Фрагмент источника:
§

Главная страница ИД «Первого сентября»Главная страница газеты «Первое сентября»Содержание №32/2005

Четвертая тетрадь. Идеи. Судьбы. Времена

Помолитесь обо мне: пусть меня не забудут

Память и правда. Когда речь идет о войне, эти слова становятся почти синонимами. Не случайно те, кто воевал, говорят: «Лучше не помнить, чем не так рассказать».
Но рассказать правду – не значит рассказать абсолютно все. Хотя бы потому, что придется рассказывать и то, умолчанием чего, быть может, жив человек. Умолчание и не-вспоминание иногда дают силы жить дальше.
Да и правда войны – не сухая правда факта, а искренность переживания. То, что рассказали не один десяток раз, пусть и не покривив душой, никогда не станет кровью и плотью другого человека. Поэтому и настоящая память о войне – всегда по-живому.
В музее школы села Степановка Пензенской области висит карта. Города, поселки, деревни. На карте – бирки: фамилия, инициалы, дата гибели… Там, где Москва, Киев, Орел, Курск, бирок так много, что карты не видно.
Карту повесил в музее директор Степановской школы Виктор Малязев. Он же записал воспоминания воевавших односельчан, свидетельства тех, кто жил в Степановке в войну, письма степановцев, не возвратившихся с фронта. И издал книгу.

§

Задание 1: В записях от самого начала до строки с "pixel 225 1022" включительно замените "wooden shutter" на "window shutter". Приведите только эти строки, больше ничего в них не меняя.

§

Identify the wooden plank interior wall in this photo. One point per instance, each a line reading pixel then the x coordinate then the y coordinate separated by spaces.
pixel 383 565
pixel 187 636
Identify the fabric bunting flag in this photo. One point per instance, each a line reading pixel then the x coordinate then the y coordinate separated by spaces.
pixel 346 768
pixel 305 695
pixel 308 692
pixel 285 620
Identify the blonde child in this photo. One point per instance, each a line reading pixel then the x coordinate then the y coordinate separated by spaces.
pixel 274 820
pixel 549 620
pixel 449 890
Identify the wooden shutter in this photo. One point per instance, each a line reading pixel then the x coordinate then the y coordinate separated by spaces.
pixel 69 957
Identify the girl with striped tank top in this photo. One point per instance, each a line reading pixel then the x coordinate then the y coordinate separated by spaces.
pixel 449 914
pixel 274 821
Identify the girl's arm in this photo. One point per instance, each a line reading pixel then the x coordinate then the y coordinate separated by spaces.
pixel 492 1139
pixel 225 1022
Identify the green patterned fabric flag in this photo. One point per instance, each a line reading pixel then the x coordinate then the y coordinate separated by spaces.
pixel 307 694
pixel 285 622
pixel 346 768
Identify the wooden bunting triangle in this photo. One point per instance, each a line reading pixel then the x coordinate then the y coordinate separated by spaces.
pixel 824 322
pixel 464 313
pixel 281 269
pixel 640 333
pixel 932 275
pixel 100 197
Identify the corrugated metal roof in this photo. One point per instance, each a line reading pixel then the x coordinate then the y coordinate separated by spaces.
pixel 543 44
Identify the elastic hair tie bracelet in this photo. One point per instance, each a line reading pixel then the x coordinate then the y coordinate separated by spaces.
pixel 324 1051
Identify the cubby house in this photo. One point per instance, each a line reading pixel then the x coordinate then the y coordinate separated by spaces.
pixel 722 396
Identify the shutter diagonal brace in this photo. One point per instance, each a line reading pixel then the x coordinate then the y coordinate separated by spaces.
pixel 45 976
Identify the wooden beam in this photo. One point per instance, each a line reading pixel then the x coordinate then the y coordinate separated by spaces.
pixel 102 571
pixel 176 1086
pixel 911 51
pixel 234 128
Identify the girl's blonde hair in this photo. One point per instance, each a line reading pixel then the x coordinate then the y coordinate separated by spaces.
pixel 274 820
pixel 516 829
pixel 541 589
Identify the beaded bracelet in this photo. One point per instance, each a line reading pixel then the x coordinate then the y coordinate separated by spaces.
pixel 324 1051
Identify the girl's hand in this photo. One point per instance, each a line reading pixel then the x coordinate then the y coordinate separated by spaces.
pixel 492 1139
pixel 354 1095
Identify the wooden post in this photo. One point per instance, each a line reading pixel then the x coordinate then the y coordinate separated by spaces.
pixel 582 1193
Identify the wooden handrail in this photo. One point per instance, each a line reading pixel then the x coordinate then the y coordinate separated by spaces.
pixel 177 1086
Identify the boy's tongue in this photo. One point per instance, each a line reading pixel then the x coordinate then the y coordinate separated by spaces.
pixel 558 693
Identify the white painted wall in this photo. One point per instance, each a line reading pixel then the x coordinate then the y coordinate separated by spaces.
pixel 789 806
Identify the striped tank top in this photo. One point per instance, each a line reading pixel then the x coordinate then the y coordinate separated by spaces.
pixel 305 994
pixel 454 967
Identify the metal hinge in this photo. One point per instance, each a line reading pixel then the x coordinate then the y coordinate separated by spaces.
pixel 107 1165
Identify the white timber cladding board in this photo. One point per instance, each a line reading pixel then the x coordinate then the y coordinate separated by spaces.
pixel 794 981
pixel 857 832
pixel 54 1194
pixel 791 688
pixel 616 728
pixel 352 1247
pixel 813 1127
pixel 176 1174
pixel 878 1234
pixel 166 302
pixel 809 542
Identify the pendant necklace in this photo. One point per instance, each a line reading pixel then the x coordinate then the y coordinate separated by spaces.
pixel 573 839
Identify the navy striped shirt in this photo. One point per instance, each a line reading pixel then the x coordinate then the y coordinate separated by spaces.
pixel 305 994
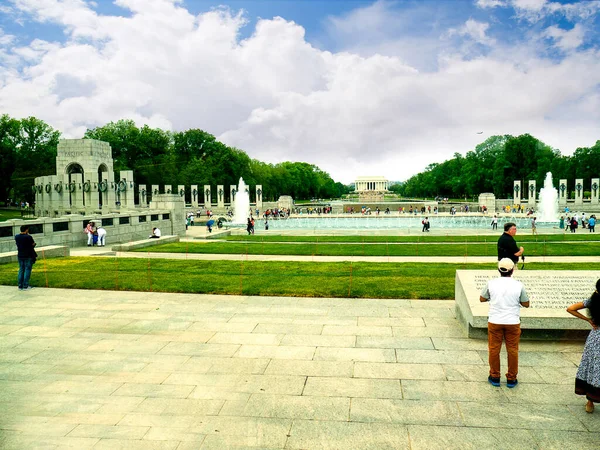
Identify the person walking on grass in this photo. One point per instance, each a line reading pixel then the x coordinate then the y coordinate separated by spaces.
pixel 26 255
pixel 507 246
pixel 587 380
pixel 506 297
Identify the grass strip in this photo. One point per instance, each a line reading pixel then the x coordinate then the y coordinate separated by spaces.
pixel 294 279
pixel 373 249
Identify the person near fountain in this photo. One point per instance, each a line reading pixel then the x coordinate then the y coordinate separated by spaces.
pixel 507 246
pixel 506 297
pixel 587 380
pixel 573 224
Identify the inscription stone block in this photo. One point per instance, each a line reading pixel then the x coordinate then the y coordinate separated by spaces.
pixel 550 292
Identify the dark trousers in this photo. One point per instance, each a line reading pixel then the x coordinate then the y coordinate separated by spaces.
pixel 25 265
pixel 511 334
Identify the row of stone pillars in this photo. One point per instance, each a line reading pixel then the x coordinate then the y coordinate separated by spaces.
pixel 563 192
pixel 197 195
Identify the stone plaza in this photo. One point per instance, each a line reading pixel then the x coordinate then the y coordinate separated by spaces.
pixel 110 370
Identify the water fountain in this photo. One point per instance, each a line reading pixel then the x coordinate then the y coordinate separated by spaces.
pixel 241 204
pixel 548 205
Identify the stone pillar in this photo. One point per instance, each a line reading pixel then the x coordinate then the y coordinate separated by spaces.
pixel 207 196
pixel 532 193
pixel 579 191
pixel 220 196
pixel 76 190
pixel 517 190
pixel 88 194
pixel 143 194
pixel 563 192
pixel 60 195
pixel 105 189
pixel 595 187
pixel 181 192
pixel 125 188
pixel 232 191
pixel 195 195
pixel 259 196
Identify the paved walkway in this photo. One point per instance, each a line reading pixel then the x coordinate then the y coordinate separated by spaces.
pixel 137 370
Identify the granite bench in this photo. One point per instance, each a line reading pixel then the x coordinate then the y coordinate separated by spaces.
pixel 49 251
pixel 134 245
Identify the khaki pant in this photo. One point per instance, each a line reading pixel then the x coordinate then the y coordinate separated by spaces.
pixel 511 334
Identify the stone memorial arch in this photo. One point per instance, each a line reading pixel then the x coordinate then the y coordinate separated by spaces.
pixel 84 180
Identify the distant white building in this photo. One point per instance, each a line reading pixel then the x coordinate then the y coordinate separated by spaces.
pixel 371 184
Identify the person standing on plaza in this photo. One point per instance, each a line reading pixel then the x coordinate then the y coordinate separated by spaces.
pixel 101 237
pixel 26 255
pixel 506 297
pixel 507 246
pixel 89 230
pixel 587 380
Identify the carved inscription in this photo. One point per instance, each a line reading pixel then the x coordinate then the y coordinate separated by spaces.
pixel 552 290
pixel 72 154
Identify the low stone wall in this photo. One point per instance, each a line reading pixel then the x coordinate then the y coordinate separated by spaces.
pixel 549 291
pixel 127 247
pixel 68 230
pixel 50 251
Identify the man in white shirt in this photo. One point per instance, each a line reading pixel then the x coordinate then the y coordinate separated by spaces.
pixel 506 296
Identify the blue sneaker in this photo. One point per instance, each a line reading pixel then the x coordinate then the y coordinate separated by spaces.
pixel 494 381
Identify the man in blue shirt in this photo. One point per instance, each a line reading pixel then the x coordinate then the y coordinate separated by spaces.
pixel 26 256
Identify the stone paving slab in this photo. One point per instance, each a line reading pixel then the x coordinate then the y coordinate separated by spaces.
pixel 106 370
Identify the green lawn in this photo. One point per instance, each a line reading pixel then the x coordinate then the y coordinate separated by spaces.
pixel 301 279
pixel 550 248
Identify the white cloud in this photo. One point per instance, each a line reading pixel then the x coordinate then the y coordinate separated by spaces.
pixel 279 98
pixel 565 39
pixel 491 3
pixel 474 30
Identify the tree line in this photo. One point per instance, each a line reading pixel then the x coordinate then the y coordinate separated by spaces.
pixel 496 163
pixel 28 149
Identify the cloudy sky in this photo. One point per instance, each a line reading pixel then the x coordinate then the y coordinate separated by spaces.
pixel 356 87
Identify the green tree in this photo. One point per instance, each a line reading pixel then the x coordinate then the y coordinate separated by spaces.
pixel 9 138
pixel 36 155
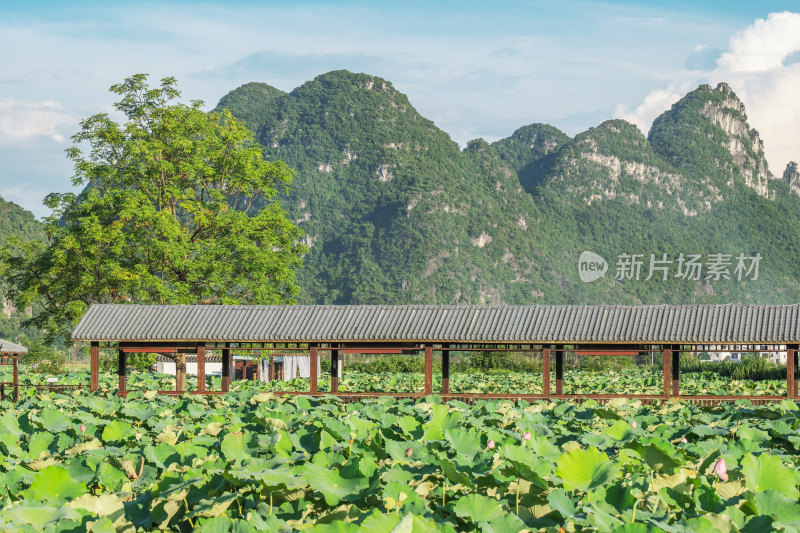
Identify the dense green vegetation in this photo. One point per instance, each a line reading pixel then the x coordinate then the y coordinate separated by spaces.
pixel 16 223
pixel 167 216
pixel 252 461
pixel 395 212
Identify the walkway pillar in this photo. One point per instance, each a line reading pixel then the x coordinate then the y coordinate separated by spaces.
pixel 94 372
pixel 666 360
pixel 334 370
pixel 312 353
pixel 445 368
pixel 201 368
pixel 546 371
pixel 271 371
pixel 122 372
pixel 791 382
pixel 15 378
pixel 559 370
pixel 226 368
pixel 428 369
pixel 676 370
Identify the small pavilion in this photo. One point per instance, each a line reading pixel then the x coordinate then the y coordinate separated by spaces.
pixel 9 356
pixel 550 331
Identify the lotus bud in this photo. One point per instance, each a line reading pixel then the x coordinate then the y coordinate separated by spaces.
pixel 721 469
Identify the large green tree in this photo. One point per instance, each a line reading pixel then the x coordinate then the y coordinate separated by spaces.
pixel 167 215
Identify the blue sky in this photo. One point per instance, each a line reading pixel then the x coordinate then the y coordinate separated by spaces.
pixel 475 69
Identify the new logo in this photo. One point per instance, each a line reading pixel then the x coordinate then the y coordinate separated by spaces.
pixel 591 267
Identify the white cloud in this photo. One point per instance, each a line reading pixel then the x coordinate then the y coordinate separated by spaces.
pixel 763 45
pixel 754 66
pixel 655 103
pixel 22 121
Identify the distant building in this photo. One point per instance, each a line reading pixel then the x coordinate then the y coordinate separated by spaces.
pixel 736 352
pixel 286 367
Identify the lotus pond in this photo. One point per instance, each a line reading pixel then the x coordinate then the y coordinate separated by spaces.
pixel 251 461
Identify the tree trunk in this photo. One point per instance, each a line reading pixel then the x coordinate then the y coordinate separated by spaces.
pixel 180 372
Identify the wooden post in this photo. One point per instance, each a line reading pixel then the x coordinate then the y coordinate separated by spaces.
pixel 180 372
pixel 334 371
pixel 676 370
pixel 546 371
pixel 791 392
pixel 122 373
pixel 94 371
pixel 312 352
pixel 445 369
pixel 428 369
pixel 226 368
pixel 559 370
pixel 15 378
pixel 796 365
pixel 201 368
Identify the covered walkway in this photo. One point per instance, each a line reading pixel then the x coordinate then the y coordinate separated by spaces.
pixel 550 331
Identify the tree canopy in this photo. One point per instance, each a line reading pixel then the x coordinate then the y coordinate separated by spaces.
pixel 178 206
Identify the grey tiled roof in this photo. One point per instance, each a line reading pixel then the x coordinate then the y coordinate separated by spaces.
pixel 698 324
pixel 10 347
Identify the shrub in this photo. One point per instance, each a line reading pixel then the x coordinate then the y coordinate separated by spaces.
pixel 45 359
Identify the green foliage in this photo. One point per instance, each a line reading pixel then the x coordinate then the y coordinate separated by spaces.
pixel 44 359
pixel 751 367
pixel 156 463
pixel 167 216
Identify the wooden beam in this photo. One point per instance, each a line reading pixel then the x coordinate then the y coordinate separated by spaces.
pixel 226 368
pixel 428 369
pixel 122 372
pixel 546 371
pixel 559 370
pixel 676 370
pixel 312 352
pixel 94 371
pixel 201 368
pixel 334 370
pixel 446 369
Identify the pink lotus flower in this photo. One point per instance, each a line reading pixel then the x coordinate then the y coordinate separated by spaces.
pixel 721 469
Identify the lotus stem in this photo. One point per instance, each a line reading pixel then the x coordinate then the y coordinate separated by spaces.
pixel 191 524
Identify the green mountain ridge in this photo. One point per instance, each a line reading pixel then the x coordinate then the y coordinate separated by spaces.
pixel 395 212
pixel 15 222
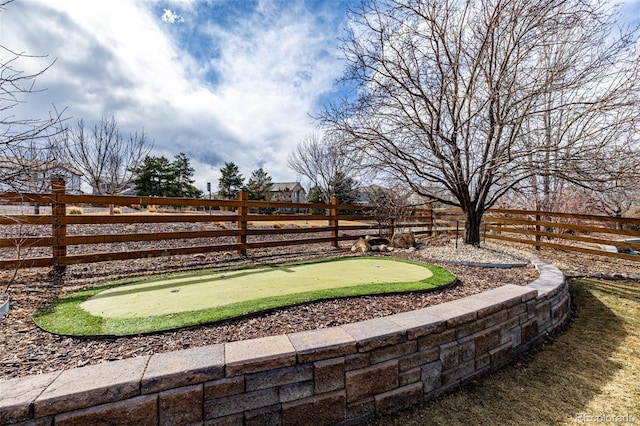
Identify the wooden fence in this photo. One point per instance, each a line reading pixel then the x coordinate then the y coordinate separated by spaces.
pixel 241 225
pixel 238 226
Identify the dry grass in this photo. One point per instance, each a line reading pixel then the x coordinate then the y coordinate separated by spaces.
pixel 592 368
pixel 75 210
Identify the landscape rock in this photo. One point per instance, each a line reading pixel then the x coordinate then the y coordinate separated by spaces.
pixel 403 240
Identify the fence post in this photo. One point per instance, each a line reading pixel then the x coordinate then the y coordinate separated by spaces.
pixel 59 226
pixel 243 196
pixel 333 221
pixel 538 238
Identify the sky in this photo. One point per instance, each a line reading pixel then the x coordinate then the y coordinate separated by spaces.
pixel 220 80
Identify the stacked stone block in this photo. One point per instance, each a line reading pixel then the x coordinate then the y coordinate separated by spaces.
pixel 327 376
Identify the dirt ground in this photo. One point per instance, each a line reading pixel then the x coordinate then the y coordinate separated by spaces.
pixel 26 350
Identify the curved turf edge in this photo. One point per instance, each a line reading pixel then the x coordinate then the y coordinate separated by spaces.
pixel 65 317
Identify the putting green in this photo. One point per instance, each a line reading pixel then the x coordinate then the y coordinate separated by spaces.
pixel 175 294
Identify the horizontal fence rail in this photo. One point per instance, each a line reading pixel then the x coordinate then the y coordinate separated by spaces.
pixel 185 226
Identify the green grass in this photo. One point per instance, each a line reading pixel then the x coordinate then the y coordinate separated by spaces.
pixel 592 368
pixel 145 305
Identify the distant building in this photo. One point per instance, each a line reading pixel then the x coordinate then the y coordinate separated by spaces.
pixel 26 175
pixel 288 192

§

Задание 2: Кто, согласно фрагменту о памяти о войне, повесил карту в музее школы села Степановка?

Правильный ответ 1:
Identify the wooden plank interior wall in this photo. One point per instance, each a line reading pixel then the x coordinate then the y coordinate separated by spaces.
pixel 383 565
pixel 187 636
Identify the fabric bunting flag in this photo. One point per instance, each a line reading pixel then the x coordinate then the y coordinate separated by spaces.
pixel 346 768
pixel 305 695
pixel 308 692
pixel 285 620
Identify the blonde child in this photo. One point per instance, each a line reading pixel then the x coordinate then the y coordinate separated by spaces.
pixel 274 820
pixel 549 620
pixel 449 890
Identify the window shutter in this photo. One point per instance, each a line reading pixel then the x coordinate then the y coordinate separated by spaces.
pixel 69 957
Identify the girl with striped tank top in this photo. One point per instance, each a line reading pixel then the x coordinate then the y coordinate separated by spaces.
pixel 449 914
pixel 274 821
Identify the girl's arm in this photo. One point per instance, each a line reading pixel then the x coordinate then the y coordinate separated by spaces.
pixel 492 1139
pixel 225 1022

Правильный ответ 2: Директор Степановской школы Виктор Малязев.